_EXERCISE INSTRUCTIONS_
Count the lines in the records below that contain the word "bird". Reply with the number alone.

(Detection examples)
>> Begin

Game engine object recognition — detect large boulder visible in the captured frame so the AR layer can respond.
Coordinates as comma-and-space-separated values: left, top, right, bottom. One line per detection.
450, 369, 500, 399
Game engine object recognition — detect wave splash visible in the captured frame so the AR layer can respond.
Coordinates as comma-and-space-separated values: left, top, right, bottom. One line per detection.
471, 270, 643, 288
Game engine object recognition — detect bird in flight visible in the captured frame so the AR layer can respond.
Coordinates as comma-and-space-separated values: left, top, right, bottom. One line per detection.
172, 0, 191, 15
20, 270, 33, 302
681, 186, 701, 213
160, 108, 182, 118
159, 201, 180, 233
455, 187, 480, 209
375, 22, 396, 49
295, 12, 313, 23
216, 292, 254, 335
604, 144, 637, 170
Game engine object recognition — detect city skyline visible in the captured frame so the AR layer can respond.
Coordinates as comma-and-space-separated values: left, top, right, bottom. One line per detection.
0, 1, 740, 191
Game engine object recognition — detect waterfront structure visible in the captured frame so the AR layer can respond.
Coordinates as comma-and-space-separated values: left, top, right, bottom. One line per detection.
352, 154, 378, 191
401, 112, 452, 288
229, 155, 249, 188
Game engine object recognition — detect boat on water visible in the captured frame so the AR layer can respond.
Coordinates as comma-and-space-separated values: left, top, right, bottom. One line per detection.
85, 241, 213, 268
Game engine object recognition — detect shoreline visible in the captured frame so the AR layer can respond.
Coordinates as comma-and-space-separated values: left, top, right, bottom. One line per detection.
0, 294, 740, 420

>> End

_THE RESPONSE_
1